*QUOTED PASSAGE:*

Re: Bug in TopFieldCollector?

Posted by Michael McCandless <lu...@mikemccandless.com>.
I agree, this is not a pleasant migration path forward from 2.4.

I think maybe a good fix is to not even require IndexReader[]
subReaders to be passed in, in the first place.  Tracing downwards,
the only reason why we needs this array at construction time is for
the SortField.CUSTOM case, when it calls
FieldComparatorSource.newComparator().  This is the new API for a
custom sort.  The old API took the toplevel IndexReader, so when we
carried over to the new API we replaced that with the array of
subreaders.

But, because FieldComparator is a more advanced API that steps through
each sub-reader as it goes, I don't think we need to provide the array
of subreaders up front.

So I think we should simply remove the IndexReader[] as an arg,
entirely?  It's a new (in 2.9) API so we are free to change it.

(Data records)
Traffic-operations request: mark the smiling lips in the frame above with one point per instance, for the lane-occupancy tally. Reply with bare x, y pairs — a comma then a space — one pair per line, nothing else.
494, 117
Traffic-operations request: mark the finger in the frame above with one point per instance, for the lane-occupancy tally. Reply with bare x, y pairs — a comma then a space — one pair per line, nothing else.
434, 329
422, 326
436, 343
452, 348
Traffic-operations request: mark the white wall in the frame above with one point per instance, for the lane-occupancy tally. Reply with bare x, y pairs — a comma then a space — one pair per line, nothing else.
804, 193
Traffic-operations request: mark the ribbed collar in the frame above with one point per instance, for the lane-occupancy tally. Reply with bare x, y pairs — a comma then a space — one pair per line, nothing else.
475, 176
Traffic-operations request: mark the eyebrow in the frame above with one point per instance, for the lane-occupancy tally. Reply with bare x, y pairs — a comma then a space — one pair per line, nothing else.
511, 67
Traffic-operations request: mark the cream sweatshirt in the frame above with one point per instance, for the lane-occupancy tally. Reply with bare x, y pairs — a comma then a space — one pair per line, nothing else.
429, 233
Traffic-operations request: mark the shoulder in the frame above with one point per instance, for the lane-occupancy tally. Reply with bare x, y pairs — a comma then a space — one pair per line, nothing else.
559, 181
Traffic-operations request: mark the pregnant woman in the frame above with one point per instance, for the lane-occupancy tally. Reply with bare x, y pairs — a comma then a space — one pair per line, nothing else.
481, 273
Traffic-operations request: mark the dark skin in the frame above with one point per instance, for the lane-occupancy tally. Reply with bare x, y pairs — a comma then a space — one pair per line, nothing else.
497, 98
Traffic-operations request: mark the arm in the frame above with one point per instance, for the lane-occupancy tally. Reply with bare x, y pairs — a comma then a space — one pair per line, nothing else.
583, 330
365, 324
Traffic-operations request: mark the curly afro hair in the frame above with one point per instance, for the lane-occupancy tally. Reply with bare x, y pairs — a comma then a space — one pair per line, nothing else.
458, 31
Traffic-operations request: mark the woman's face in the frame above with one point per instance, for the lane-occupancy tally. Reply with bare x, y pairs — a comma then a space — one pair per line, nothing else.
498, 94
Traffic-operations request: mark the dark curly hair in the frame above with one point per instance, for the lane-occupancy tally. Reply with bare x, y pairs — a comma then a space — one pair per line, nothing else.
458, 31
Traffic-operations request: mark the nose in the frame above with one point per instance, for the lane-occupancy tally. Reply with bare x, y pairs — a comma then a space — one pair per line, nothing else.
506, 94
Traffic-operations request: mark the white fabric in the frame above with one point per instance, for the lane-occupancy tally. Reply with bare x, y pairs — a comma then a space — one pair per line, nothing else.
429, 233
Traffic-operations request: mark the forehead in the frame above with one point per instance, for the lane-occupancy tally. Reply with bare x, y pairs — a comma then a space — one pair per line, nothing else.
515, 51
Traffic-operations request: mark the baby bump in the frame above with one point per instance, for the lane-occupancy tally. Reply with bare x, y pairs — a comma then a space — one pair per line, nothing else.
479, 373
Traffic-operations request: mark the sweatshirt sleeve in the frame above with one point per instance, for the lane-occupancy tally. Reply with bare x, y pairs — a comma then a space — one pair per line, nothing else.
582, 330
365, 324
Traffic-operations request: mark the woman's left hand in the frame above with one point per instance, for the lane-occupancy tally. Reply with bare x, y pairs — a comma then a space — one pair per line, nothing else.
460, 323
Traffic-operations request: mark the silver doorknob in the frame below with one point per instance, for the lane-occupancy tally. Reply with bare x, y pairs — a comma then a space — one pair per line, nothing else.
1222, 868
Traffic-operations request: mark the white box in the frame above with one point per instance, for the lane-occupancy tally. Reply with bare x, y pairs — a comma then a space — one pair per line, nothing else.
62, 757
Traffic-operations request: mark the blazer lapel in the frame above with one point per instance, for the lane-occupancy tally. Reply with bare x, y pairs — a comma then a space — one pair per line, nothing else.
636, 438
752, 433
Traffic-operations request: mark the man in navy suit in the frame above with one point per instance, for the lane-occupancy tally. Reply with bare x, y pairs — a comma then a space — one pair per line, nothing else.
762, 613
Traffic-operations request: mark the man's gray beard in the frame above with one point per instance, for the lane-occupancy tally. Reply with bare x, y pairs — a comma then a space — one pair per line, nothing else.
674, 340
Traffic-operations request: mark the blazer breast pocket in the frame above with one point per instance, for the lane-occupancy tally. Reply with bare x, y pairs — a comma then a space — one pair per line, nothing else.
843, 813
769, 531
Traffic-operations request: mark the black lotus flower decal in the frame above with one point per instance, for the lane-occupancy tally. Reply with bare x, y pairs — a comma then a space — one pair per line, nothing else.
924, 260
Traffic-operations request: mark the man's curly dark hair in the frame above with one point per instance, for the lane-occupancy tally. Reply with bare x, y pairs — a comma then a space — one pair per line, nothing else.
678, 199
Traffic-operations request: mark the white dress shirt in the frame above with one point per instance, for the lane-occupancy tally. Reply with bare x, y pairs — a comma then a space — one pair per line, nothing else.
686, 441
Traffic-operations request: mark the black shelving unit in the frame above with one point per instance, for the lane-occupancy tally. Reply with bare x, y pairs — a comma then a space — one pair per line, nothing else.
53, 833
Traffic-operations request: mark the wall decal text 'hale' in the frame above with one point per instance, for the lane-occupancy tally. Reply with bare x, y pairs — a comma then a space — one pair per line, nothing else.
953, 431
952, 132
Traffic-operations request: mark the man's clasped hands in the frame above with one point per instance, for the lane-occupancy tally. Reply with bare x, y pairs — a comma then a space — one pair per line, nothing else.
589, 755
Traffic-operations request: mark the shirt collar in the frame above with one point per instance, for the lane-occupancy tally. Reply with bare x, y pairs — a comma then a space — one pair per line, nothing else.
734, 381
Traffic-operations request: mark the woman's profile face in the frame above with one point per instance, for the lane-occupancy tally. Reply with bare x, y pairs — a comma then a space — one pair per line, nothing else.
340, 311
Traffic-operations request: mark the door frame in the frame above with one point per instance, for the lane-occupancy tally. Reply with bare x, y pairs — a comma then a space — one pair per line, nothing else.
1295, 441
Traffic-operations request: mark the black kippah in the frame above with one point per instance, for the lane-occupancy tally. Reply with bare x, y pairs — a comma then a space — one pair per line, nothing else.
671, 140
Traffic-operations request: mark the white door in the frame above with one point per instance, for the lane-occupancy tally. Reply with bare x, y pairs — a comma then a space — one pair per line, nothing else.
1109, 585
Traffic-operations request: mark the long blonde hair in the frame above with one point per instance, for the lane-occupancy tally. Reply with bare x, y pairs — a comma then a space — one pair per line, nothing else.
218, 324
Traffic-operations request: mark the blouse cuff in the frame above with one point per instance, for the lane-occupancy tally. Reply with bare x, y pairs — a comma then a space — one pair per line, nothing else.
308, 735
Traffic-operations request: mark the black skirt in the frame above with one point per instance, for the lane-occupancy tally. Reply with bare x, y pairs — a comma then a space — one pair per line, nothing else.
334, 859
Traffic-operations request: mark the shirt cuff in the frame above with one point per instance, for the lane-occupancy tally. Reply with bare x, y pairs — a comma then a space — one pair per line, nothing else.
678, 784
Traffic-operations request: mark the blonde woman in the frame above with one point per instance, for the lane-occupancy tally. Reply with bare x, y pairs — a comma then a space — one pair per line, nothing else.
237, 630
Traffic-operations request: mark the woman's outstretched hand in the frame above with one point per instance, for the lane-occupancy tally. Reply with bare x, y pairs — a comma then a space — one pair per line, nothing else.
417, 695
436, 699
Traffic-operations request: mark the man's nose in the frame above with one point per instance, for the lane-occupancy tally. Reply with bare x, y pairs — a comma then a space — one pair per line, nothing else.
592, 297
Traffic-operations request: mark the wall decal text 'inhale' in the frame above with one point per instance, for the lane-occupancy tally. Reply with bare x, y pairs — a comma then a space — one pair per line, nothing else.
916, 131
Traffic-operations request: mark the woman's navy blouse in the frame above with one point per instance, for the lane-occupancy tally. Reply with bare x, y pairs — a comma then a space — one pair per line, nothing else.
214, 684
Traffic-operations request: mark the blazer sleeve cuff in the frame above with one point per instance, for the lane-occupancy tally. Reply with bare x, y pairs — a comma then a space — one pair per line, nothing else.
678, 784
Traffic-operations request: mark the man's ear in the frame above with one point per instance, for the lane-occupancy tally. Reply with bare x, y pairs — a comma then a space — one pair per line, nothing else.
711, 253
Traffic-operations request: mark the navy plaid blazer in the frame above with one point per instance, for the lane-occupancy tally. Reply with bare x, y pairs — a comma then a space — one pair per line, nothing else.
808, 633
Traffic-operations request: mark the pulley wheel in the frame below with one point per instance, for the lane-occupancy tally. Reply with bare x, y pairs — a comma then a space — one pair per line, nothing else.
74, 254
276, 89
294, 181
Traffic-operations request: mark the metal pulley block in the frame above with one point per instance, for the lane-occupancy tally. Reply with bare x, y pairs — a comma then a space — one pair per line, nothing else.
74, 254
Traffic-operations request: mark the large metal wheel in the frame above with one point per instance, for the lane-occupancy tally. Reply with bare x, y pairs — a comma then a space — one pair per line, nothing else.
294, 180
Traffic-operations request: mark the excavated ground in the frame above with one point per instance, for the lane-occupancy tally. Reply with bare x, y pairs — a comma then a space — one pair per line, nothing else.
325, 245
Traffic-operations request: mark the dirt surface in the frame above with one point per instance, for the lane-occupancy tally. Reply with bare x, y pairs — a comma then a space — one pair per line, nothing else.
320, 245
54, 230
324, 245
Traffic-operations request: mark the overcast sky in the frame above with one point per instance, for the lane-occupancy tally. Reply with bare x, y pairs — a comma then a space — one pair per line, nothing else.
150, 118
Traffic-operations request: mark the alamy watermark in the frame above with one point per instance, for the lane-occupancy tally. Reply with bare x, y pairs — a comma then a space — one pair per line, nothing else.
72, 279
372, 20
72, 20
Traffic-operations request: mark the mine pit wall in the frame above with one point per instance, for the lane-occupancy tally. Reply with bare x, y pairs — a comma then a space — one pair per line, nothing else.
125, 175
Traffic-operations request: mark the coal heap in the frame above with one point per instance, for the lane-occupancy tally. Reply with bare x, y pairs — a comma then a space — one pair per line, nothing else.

*TASKS AND EXERCISES:*
A. Return each line of the records that contains the string "smiling".
B. Write the next part of the forum post about the TopFieldCollector bug, picking up after its final sentence.

*EXPECTED RESPONSES:*
A.
Traffic-operations request: mark the smiling lips in the frame above with one point per instance, for the lane-occupancy tally. Reply with bare x, y pairs — a comma then a space — one pair per line, nothing else.

B.
Mike

On Mon, Mar 30, 2009 at 4:20 AM, Shai Erera <se...@gmail.com> wrote:
> Already did !
>
> Another question - I think we somehow broke TopFieldCollector ...
> Previously, in TopFieldDocCollector, it accepted an IndexReader as a
> parameter, and now it requires IndexReader[], which is called subReaders.
> Calling the 'fast' search methods with Sort has no problem obtaining that
> IndexReader[] (and sort it), but how would someone use TopFieldCollector w/o
> calling the appropriate Searcher methods?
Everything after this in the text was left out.